**Your objective**
Given the records below, pull every line with the word "dock" into the answer.

**Data to use**
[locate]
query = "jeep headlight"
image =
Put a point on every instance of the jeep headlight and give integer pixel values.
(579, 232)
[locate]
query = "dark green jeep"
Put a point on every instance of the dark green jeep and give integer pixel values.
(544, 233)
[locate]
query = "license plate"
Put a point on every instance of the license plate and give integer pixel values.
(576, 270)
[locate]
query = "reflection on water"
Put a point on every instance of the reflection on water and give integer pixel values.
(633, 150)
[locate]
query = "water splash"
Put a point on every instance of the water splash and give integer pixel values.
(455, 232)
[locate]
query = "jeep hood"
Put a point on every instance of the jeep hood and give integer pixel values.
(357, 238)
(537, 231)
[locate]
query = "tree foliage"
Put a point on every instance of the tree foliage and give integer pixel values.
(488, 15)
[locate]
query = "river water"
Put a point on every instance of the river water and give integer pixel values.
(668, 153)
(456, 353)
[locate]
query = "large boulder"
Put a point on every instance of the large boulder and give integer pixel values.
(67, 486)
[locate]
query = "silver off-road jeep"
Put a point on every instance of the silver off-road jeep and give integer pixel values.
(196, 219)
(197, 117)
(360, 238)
---
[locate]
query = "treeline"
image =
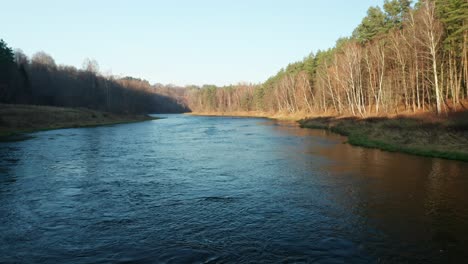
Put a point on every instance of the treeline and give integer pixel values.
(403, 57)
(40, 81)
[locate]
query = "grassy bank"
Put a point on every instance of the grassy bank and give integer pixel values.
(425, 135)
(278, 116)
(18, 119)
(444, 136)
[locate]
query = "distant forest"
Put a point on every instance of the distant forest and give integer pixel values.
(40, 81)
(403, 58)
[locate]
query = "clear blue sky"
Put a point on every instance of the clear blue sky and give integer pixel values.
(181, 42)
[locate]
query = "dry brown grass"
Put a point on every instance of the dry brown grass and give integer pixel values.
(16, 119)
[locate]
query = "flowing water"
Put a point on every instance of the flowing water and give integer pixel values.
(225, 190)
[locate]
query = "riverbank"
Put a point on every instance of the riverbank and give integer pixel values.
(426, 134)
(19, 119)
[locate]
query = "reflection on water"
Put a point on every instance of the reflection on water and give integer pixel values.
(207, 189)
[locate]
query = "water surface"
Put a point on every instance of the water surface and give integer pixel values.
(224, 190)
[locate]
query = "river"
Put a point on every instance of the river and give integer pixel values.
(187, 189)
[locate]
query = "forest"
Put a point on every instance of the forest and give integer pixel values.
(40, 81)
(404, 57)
* * *
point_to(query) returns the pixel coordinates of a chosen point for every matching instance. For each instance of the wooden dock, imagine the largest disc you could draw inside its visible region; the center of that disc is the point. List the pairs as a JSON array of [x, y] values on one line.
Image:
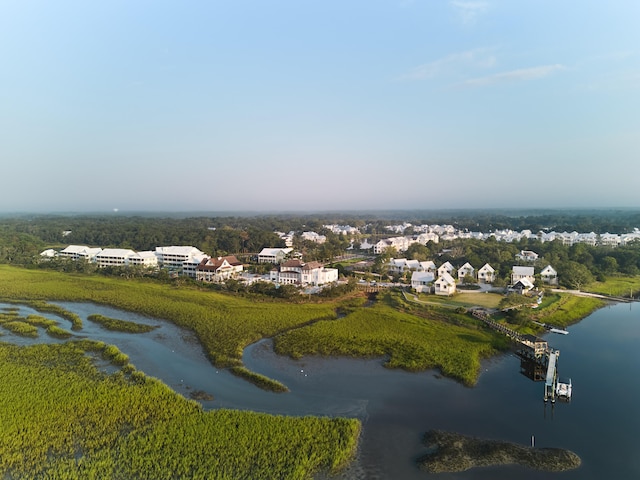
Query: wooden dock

**Written solution**
point_to(query) returns the pixel coordinates of a chosen point for every matching instance. For each instance of the wooden dock, imagine the largest disc you could draw inside its visible region; the center of that disc is the point. List the pairs as a JSON array of [x, y] values on one line.
Query: wooden dock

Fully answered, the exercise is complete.